A block of data

▶

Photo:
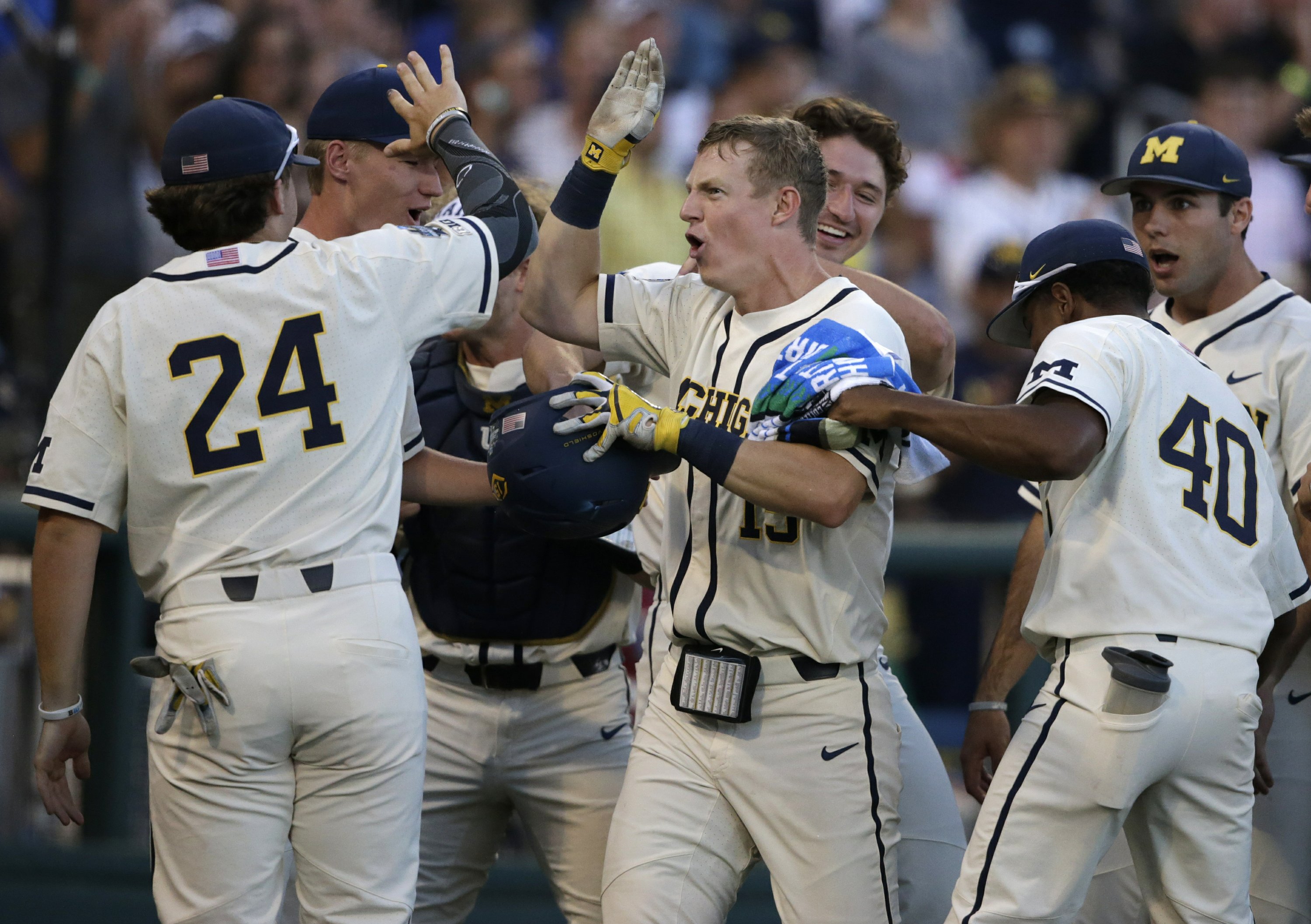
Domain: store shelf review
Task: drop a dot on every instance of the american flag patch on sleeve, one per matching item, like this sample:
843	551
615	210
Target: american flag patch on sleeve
227	256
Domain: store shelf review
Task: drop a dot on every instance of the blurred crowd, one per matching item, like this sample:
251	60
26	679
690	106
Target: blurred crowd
1011	111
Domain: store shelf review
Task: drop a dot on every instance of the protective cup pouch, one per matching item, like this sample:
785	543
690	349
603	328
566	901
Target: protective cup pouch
715	682
1140	681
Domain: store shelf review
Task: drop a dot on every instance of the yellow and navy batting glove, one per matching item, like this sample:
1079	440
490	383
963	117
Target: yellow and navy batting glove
622	412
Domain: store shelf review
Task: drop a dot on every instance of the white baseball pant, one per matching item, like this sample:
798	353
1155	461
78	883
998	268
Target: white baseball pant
556	755
323	743
1281	821
809	785
1178	779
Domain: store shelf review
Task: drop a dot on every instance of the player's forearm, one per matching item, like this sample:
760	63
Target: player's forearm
437	479
1040	442
796	480
1301	631
929	336
1011	654
1273	656
560	293
487	192
63	570
550	364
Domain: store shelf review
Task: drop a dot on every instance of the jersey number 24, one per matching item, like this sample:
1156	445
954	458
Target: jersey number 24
297	339
1193	416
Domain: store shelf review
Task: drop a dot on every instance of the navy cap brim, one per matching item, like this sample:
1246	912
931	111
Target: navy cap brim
1007	328
1121	185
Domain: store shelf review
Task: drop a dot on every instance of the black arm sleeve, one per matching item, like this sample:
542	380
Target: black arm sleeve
487	192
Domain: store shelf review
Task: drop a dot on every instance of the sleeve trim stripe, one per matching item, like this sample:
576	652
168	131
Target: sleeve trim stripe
487	265
1053	383
863	461
61	497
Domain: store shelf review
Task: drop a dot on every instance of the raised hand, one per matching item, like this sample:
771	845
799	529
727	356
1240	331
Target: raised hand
432	101
632	101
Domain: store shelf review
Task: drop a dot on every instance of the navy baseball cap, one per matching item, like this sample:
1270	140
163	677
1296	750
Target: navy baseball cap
1052	254
1186	154
356	109
229	138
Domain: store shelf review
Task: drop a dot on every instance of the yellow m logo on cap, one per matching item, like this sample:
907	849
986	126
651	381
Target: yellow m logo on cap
1167	150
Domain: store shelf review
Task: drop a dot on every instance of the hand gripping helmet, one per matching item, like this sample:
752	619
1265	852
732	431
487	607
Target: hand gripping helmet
546	486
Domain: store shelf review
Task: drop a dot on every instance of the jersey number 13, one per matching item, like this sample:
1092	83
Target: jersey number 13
297	339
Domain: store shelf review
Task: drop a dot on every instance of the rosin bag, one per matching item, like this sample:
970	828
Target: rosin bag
1140	681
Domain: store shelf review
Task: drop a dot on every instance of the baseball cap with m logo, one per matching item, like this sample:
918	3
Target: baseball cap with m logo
1186	154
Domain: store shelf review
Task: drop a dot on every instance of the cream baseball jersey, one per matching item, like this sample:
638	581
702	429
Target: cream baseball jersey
732	572
1175	527
1262	347
244	407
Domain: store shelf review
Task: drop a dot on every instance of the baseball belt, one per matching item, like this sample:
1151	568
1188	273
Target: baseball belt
719	682
521	677
280	584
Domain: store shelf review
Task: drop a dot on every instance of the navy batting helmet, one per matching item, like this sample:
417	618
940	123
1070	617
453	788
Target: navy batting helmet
546	486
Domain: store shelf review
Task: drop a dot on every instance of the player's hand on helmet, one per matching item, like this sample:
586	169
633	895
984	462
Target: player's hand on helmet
621	413
1264	778
632	101
986	737
61	742
430	100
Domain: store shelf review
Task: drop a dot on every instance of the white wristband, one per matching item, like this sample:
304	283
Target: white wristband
67	712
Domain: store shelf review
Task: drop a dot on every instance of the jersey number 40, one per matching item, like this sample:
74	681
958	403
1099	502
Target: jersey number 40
295	340
1193	416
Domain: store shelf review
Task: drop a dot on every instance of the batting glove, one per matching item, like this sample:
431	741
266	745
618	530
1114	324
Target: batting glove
622	412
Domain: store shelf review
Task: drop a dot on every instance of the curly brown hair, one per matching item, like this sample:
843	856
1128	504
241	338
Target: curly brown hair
839	117
201	217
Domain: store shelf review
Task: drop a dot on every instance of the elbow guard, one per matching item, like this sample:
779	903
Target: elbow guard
487	192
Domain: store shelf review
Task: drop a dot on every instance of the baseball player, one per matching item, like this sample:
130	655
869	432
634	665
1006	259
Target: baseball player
770	730
1190	189
261	505
866	167
1165	598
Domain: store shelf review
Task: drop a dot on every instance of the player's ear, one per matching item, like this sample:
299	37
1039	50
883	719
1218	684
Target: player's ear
786	206
337	160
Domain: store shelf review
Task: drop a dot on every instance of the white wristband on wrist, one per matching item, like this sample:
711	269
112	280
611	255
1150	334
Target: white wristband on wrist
58	715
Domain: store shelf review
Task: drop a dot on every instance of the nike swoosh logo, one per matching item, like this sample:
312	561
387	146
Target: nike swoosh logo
829	755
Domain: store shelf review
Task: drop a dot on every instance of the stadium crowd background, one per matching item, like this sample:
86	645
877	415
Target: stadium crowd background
1011	111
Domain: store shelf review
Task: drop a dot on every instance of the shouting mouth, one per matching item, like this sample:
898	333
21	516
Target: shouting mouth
1162	261
833	234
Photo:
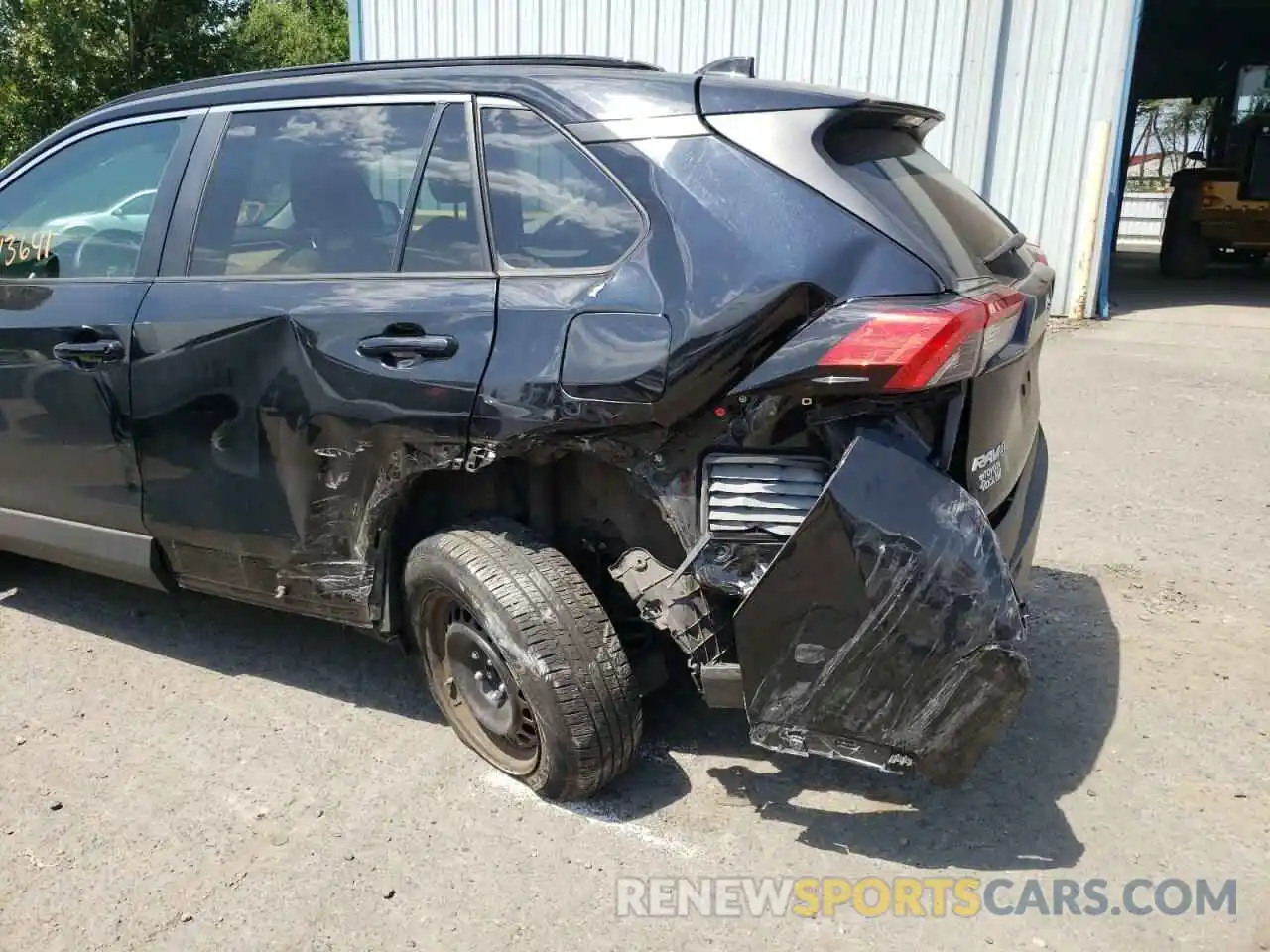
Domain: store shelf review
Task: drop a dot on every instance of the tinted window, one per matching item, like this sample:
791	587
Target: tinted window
892	171
444	234
550	204
137	204
310	190
60	218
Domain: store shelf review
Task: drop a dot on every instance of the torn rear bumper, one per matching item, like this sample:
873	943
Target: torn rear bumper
888	630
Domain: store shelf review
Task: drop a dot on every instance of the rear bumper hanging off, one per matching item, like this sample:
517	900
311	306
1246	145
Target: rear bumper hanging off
888	630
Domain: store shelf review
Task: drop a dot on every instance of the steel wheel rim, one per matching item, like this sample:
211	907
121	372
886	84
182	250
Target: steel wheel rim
506	734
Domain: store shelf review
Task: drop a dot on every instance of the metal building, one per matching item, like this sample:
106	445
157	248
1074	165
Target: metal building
1034	90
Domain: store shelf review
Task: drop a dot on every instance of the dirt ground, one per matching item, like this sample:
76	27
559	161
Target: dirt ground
183	774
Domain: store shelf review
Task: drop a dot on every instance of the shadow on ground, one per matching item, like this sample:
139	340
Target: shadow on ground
1137	285
1005	817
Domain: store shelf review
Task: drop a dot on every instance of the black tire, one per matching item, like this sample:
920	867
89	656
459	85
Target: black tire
552	636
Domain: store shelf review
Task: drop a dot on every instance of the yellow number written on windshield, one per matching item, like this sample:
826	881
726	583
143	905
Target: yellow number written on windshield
36	246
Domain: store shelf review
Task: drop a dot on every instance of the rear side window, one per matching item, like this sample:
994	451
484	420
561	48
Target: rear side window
310	190
892	171
444	230
550	204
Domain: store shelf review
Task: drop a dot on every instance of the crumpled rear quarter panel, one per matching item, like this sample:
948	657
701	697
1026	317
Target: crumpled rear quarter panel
889	617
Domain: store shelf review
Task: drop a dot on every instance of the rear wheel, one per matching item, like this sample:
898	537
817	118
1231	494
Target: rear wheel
522	658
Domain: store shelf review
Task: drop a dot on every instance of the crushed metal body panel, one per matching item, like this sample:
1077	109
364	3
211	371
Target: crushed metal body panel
889	621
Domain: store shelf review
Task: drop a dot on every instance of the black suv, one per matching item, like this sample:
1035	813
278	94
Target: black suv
550	368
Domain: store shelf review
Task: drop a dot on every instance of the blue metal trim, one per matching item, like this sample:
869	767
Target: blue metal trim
1114	194
356	51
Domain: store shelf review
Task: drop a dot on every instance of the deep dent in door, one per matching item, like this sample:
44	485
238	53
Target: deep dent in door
887	631
272	454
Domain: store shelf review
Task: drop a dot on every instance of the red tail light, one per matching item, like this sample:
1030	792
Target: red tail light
917	343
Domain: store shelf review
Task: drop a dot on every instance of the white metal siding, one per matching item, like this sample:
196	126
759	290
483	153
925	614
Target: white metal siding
1023	82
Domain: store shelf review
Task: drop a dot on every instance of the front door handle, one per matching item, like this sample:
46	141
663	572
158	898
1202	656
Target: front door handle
89	353
432	347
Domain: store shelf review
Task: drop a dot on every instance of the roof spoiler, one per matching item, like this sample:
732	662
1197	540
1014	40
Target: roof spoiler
742	66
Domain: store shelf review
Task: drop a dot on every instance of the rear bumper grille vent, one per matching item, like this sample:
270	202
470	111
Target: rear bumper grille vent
760	494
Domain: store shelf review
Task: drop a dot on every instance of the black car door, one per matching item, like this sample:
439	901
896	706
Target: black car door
316	339
72	275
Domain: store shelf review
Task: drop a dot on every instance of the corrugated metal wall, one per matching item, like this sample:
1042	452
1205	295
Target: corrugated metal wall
1024	82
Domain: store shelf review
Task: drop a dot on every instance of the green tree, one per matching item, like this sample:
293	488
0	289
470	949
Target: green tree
60	60
291	33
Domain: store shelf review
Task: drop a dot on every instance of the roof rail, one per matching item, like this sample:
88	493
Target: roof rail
742	66
610	62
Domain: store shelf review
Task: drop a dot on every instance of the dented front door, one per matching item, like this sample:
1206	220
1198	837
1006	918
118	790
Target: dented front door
281	409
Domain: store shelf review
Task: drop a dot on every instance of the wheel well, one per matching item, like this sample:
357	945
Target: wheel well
588	509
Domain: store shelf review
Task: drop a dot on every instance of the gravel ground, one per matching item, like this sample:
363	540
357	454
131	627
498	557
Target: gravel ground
178	772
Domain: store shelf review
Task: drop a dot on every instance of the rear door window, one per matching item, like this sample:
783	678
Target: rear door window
310	190
552	206
445	231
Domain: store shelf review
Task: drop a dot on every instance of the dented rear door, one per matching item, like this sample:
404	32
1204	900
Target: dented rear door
299	363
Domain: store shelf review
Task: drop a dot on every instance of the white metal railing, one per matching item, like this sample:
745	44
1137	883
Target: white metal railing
1142	217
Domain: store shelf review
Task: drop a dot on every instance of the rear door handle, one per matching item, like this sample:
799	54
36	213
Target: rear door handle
89	353
432	347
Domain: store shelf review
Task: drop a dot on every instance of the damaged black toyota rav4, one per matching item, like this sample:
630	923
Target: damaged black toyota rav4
550	368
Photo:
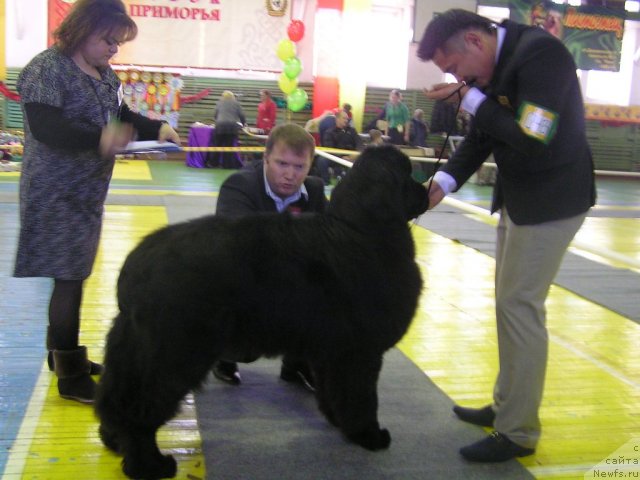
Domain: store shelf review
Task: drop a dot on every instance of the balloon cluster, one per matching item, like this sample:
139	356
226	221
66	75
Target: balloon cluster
288	80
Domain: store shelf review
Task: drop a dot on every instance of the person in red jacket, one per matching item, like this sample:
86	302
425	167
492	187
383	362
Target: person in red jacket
266	118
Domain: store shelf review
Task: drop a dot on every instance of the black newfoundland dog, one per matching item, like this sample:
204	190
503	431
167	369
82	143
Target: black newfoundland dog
337	289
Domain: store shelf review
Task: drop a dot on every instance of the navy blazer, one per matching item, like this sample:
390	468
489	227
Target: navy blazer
244	192
537	181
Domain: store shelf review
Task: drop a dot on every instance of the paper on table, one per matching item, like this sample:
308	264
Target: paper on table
150	145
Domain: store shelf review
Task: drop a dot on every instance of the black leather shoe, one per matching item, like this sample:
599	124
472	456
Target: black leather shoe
495	448
96	368
298	372
227	372
478	416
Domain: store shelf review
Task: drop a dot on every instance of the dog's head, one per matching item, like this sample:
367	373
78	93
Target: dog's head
379	188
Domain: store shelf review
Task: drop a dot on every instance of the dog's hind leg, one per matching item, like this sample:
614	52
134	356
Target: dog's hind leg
349	398
141	389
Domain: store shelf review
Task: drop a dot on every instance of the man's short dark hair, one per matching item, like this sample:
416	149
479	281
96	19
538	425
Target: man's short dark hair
293	137
445	26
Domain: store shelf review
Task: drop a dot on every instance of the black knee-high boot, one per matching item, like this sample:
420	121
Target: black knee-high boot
72	368
96	368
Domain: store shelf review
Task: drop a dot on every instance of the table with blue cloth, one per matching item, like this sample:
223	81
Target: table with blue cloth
201	135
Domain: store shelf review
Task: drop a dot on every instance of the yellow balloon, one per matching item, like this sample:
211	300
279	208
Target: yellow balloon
286	49
286	84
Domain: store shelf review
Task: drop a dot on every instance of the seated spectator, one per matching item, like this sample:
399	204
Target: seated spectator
341	136
280	183
398	119
375	138
418	129
229	119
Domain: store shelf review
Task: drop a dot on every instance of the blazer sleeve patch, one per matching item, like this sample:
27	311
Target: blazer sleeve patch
537	122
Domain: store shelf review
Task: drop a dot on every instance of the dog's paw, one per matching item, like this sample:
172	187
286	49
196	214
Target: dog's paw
164	467
109	439
372	439
329	415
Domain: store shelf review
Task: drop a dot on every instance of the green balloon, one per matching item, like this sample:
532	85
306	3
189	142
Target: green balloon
292	67
297	100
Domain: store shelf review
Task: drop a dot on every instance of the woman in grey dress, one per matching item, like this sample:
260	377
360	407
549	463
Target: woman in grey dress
75	121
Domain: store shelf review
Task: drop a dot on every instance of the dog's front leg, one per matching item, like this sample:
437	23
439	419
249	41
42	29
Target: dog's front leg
351	399
143	459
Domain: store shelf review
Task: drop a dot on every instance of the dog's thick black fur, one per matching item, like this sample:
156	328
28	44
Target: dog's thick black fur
337	289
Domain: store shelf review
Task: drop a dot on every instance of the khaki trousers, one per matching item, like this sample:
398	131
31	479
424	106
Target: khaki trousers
527	260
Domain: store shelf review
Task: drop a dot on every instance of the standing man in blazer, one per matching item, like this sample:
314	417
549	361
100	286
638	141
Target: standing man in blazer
519	84
279	184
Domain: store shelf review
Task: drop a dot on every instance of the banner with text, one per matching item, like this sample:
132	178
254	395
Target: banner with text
593	35
221	34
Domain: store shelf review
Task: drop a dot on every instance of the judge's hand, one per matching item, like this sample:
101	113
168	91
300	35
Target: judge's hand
115	137
436	194
447	91
167	133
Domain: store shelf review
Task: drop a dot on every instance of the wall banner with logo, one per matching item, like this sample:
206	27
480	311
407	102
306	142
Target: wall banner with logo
593	35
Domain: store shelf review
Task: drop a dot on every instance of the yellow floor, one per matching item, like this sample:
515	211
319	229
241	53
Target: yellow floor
592	395
53	440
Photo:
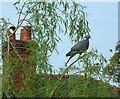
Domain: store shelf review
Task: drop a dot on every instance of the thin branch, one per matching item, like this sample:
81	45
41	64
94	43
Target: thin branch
53	92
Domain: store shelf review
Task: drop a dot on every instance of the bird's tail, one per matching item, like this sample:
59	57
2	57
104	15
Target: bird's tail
68	60
68	54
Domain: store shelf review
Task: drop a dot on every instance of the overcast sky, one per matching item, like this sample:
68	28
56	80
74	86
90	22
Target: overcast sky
103	22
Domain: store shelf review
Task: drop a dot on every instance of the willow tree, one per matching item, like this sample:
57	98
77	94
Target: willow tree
48	20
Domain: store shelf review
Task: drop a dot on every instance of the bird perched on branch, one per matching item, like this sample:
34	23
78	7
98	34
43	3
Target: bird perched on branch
12	37
79	48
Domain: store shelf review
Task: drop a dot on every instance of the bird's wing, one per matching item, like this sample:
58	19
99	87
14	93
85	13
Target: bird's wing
82	45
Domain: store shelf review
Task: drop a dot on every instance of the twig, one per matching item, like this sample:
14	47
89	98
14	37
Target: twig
53	92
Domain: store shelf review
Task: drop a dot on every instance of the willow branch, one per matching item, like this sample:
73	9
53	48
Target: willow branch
53	92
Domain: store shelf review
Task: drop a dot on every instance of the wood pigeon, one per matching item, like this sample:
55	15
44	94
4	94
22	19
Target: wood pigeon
79	48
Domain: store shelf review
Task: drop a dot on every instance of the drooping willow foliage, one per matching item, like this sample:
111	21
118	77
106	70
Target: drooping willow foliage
48	20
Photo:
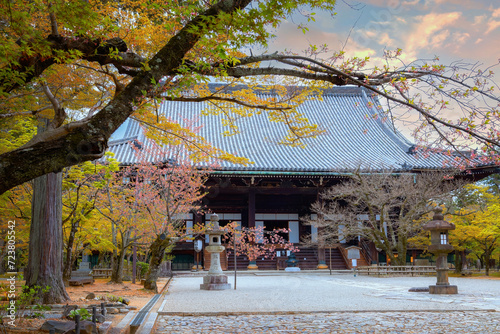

◀

Work to do> How many lines in the block above contain the word "guard"? Reply with the number alone.

Response to the task> 2